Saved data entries
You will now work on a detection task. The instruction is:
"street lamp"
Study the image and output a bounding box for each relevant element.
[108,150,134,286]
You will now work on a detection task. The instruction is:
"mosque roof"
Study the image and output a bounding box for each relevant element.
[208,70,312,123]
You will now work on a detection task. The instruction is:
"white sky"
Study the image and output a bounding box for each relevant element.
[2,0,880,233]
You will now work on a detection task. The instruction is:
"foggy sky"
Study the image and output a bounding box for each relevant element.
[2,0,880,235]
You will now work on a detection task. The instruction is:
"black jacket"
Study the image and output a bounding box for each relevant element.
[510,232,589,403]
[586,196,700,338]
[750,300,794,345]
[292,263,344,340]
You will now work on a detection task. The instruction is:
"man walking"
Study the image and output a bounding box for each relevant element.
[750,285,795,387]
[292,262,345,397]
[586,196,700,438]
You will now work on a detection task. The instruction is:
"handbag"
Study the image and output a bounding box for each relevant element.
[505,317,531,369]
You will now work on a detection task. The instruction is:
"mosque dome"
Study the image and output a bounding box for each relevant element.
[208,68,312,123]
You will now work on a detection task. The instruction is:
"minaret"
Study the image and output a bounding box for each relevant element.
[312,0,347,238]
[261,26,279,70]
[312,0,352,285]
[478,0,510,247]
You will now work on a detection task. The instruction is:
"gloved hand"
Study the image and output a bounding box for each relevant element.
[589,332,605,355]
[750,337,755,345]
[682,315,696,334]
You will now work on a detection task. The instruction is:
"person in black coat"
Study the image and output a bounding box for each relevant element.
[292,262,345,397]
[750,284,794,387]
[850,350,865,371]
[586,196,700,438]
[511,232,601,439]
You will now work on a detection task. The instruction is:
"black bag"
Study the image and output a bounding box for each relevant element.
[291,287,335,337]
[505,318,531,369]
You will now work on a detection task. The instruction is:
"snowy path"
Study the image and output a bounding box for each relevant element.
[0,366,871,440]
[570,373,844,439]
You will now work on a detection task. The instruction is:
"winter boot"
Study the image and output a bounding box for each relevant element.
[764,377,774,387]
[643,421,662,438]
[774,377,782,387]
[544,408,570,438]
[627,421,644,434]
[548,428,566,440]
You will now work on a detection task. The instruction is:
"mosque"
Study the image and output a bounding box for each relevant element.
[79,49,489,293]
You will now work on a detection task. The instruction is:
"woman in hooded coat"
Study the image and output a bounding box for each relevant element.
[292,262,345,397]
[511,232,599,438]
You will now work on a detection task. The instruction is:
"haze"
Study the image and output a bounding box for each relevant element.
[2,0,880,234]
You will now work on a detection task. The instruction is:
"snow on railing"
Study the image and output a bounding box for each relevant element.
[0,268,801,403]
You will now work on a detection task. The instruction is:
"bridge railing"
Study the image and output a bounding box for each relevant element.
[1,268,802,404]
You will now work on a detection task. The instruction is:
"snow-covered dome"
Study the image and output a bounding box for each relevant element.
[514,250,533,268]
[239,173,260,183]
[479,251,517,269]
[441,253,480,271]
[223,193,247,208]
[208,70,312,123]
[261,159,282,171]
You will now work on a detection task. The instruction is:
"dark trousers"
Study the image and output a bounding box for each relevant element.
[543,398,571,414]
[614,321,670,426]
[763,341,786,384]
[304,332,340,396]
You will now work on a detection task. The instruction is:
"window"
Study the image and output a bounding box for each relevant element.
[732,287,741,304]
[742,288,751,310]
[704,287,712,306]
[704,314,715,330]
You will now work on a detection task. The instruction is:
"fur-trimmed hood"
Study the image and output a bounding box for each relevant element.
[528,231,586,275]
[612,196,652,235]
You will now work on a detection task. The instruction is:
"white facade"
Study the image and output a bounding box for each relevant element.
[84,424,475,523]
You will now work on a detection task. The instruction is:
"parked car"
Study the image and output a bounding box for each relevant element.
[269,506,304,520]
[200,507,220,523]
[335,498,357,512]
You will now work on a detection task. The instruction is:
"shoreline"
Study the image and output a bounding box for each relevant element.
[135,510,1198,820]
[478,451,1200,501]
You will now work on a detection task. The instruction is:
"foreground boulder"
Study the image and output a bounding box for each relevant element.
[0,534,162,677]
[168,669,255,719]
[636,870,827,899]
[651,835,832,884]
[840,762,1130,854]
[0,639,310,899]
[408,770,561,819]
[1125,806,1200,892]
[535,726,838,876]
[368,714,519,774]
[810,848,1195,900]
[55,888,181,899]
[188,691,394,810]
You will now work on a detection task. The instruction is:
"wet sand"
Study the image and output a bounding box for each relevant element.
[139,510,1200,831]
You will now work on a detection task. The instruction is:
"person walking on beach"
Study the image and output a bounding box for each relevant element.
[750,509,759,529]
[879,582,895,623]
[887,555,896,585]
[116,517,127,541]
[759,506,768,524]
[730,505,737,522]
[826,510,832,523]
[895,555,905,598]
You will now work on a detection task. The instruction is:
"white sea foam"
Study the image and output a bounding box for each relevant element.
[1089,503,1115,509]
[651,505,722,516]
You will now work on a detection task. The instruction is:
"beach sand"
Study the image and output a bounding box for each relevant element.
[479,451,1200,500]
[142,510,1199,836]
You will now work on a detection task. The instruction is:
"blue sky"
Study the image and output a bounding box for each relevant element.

> _What you have to do_:
Word for word, return each of the entries.

> _Response area_:
You will now work on a detection task. The instruction is:
"street lamp"
Study the image and output a bounding box for each relevant element.
[108,150,134,286]
You will now work on a detection task. The instruction is:
"mosque roof"
Study the image and output a bounding box for each relevant element.
[208,70,312,123]
You will now work on a detection task. The instruction is:
"white sky"
Study the image and output a bounding box for each relevant element.
[2,0,880,233]
You will now work on a detection task. The instruction is:
"foggy sky"
Study the image and output a bounding box for each relevant element.
[2,0,880,235]
You will now work on a detection task. The instruction is:
"black jacket"
Study the image and output a bounding box for each relevant element.
[510,232,589,403]
[586,196,700,338]
[750,300,794,345]
[292,263,344,340]
You will now work on a detection task. The instruction is:
"man walking"
Study the image and output a bounding box for each relevant element.
[750,285,795,387]
[292,262,345,397]
[586,196,700,438]
You will now work on a detection task. The instruction is:
"handbag"
Study the image and output a bounding box for each relevant element.
[505,317,531,369]
You will now work on a detection task. The instruction is:
"mosque dome"
Study the image and output a bounding box for each relevant element.
[208,68,312,123]
You will now work on a detection task. The instruction is:
"minaret"
Study the image and output a bounding box for each relevant element.
[312,0,347,238]
[261,26,279,70]
[312,0,352,285]
[478,0,510,247]
You will now work on a detection task. The instruction is:
"gloved hand"
Study the image and output a bounding box for each relevant element.
[589,332,605,355]
[750,337,755,345]
[682,315,696,334]
You will now work on a detection task. The instruction is:
"person in black coat"
Study the image and output a bounding box for each relevant element.
[292,262,345,397]
[750,284,794,387]
[850,350,865,371]
[586,196,700,438]
[511,232,601,439]
You will now work on a detection task. The instruction is:
"black bag"
Study the image and output a bounding box for each relevant element.
[291,287,335,337]
[505,318,531,369]
You will now work on a detection task. The instruction is:
"snowy path"
Study the image and output a bounding box for each relevant element.
[0,366,871,440]
[570,373,844,439]
You will now work on a detection task. The instruction is:
"winter boot"
Study the image and output a bounding box for each relevant element.
[764,377,774,387]
[643,421,662,438]
[774,377,782,387]
[544,408,570,438]
[627,421,644,434]
[548,428,566,440]
You will now work on a detection task. The instruction is:
"mosque"
Study the image and output a bounding box for each relevant element.
[79,49,489,293]
You will now work on a detection task. The instruction is:
"woman in hooded coat"
Study the image and output a bounding box for each relevant element.
[292,262,345,397]
[511,232,599,438]
You will now work on a detection task. The instruction is:
"haze"
Study the image and output a bounding box for each relevant element.
[2,0,880,234]
You will now work on a detection task. The instruction is:
"snow on railing"
Study the image and output a bounding box for each relevant element.
[0,268,801,403]
You will now work on a detection task. The instruction is:
"bridge railing"
Study the image and output a bounding box for each relevant element.
[1,268,802,404]
You will now work on a detection task. The instruction is:
"snow-covered dome"
Study the image and output a bounding box for each relevant element.
[514,250,533,268]
[239,173,260,183]
[479,251,517,269]
[441,253,480,271]
[223,193,247,208]
[208,70,312,123]
[261,159,282,171]
You will now work on a detection task. The instruction is:
"dark trousers"
Study the image and output a bounding box for each relevant element.
[543,398,571,414]
[614,321,670,426]
[763,341,786,384]
[304,332,340,396]
You will now work on a detection task. The instruction is:
"window"
Study the image and output a bounding box for each relevant element.
[732,287,741,304]
[742,288,751,310]
[704,287,712,306]
[704,314,715,330]
You will now work on a detection task. The instruction is:
"fur-trimmed hood"
Study the image and output a bounding box for each relevant element.
[528,231,586,275]
[612,196,652,235]
You will now work on a detection task. The instruction is:
"white facade"
Study the image and output a bounding box for each relevant element.
[84,424,475,523]
You will now work on a detection task. The instruction is:
"parked car"
Study the image and output a bounding box for each relevant element.
[269,506,304,520]
[200,507,220,523]
[335,498,357,512]
You will now work on a detection task. The instruction is:
"shoreline"
Study the image and output a bounding box for each relevant element.
[135,510,1198,820]
[478,451,1200,501]
You will now work on a detection task. The instruction is:
"foreground boulder"
Study the image and output a bounding box for each relevant element.
[0,534,162,677]
[168,669,255,719]
[636,870,827,899]
[651,835,832,884]
[840,762,1130,854]
[0,639,310,899]
[408,770,561,819]
[1125,806,1200,892]
[535,726,838,876]
[368,714,519,774]
[810,848,1195,900]
[55,888,181,899]
[188,691,394,810]
You will now work on a detection task. The instruction is:
"wet sand"
Study the image and output a bounding box for each relevant element.
[139,510,1200,831]
You will now work on a detection task. The instruction is:
"person walking on beach"
Study the image and output a bounding box for each relevant element.
[750,509,759,529]
[879,582,895,623]
[887,555,896,585]
[116,517,127,541]
[759,506,768,524]
[730,505,737,522]
[826,510,832,523]
[895,555,905,598]
You will now work on a detection task. The instruction is:
"white sea foam"
Study the image and output a bounding box for each relevant element.
[1089,503,1115,509]
[651,505,722,516]
You will now work on a detection task. The instruction is:
"beach sand"
Study the image and output a bounding box for each relevant element.
[479,451,1200,500]
[142,510,1199,836]
You will now work on a detection task. The instruction is:
"blue sky"
Study the image and output a bounding box for each relevant element.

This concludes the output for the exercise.